**To be done:**
Pick out each line in the entries below that contains the word "give" and copy those lines in full.
# # #
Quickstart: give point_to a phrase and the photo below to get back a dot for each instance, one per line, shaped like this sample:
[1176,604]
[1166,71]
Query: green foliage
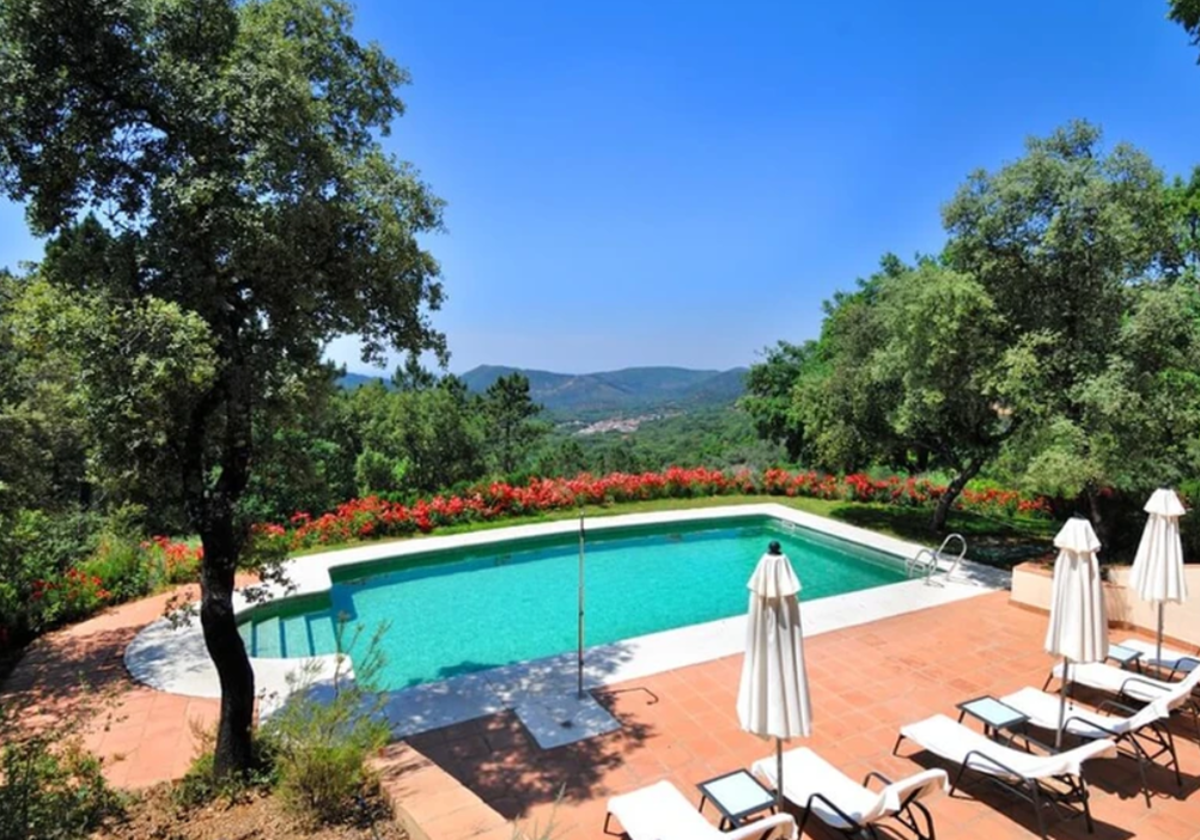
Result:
[251,215]
[51,789]
[324,733]
[768,399]
[202,785]
[1055,337]
[510,414]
# # #
**Written solution:**
Quickstart: give point_to a phrase and the photo below to get back a dot for each instance, one per line, shaped like this sample:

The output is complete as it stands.